DOCUMENT:
☆ ☆ ☆ ☆
Hungarian politician (born 1966)

Zsuzsanna Szelényi (born 6 October 1966) is a Hungarian author, politician, and foreign policy expert. She is the Director of the Democracy Institute Leadership Academy for Central and Eastern Europe. Her book 'Tainted Democracy, Viktor Orban and the Subversion of Hungary' was published in 2022. She served as Member of the Parliament (MP) from 1990 to 1994 (Fidesz) and from 2014 to 2018 (Together).

==Life==
Szelényi was born in Veszprém and raised in Balatonalmádi. She earned an MA degree in psychology from the (ELTE Faculty of Social Sciences ) and international studies at Corvinus University and at The Fletcher School of Law and Diplomacy in the US Global Master of Arts Program.

Her husband is Ferenc Karvalits, a former vice governor of the Hungarian National Bank. They have three children.

==Career==
Zsuzsanna Szelényi joined Fidesz during the transition to democracy in 1988 and served on the party's board in the early days. She was elected Member of Parliament at 24 from her party's Veszprém County Regional List in 1990. Szelényi held membership positions in several national parliamentary committees: Education, Youth, and Sports Committee (1992), Social, Family, and Health Committee (1992–1994), and Committee on Foreign Affairs (1994). She was delegated to the Parliamentary Assembly of the Council of Europe. She left Fidesz in 1994 when the party changed its political position from liberal to conservative.

Szelényi served as Ministerial Commissioner in the Ministry of Education between 1994 and 1996. She worked for the Council of Europe from 1996 to 2010, as deputy director of the European Youth Centre Budapest advising governments and civil society organizations. From 2010 to 2012 she worked as an international development consultant in the Balkans and North Africa. She participated in the activities of several non-profit organizations, including the Active Citizenship Foundation, German Marshall Fund of the United States Marshall Memorial Fellowship, and the Hungarian Europe Society.

She co-founded the liberal Together party led by former PM Gordon Bajnai in March 2012. She ran in the 2014 parliamentary election for District II, Budapest, and became MP from the party's list. She served as a member of the Committee on Budgets from 2014 to 2018. She did extensive foreign policy work and built the Visegrad4Europe network among pro-European politicians and think tanks in Central and Eastern Europe.

In 2019 she was invited to be Europe's Future fellow at the Institut für die Wissenschaften vom Menschen in Vienna. In 2020 she was offered Richard von Weizsäcker Fellowship at the Robert Bosch Academy in Berlin.

In 2022 she took the position of founding director of the Democracy Institute Leadership Academy at the Central European University, Budapest campus.
☆ ☆ ☆ ☆
SOURCE DATA:
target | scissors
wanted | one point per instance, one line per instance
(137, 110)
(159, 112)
☆ ☆ ☆ ☆
WHAT YOU NEED TO DO:
(1) According to the biography of Zsuzsanna Szelényi, in what year did she leave Fidesz, and what prompted her departure?
(2) Translate this sentence from the biography of Zsuzsanna Szelényi into Spanish: "She worked for the Council of Europe from 1996 to 2010, as deputy director of the European Youth Centre Budapest advising governments and civil society organizations."
(3) Decide whether each statement agrees with the biography of Zsuzsanna Szelényi. Answer yes or no, and quote the words from the biography that settle it.
(a) Szelényi was raised in Veszprém.
(b) She co-founded the Together party in March 2012.
(c) She served on the Committee on Budgets from 1990 to 1994.

EXPECTED OUTPUTS:
(1) She left Fidesz in 1994, when the party changed its political position from liberal to conservative.

(2) Trabajó para el Consejo de Europa de 1996 a 2010 como directora adjunta del Centro Europeo de la Juventud de Budapest, asesorando a gobiernos y organizaciones de la sociedad civil.

(3)
(a) No: "Szelényi was born in Veszprém and raised in Balatonalmádi."
(b) Yes: "She co-founded the liberal Together party led by former PM Gordon Bajnai in March 2012."
(c) No: "She served as a member of the Committee on Budgets from 2014 to 2018."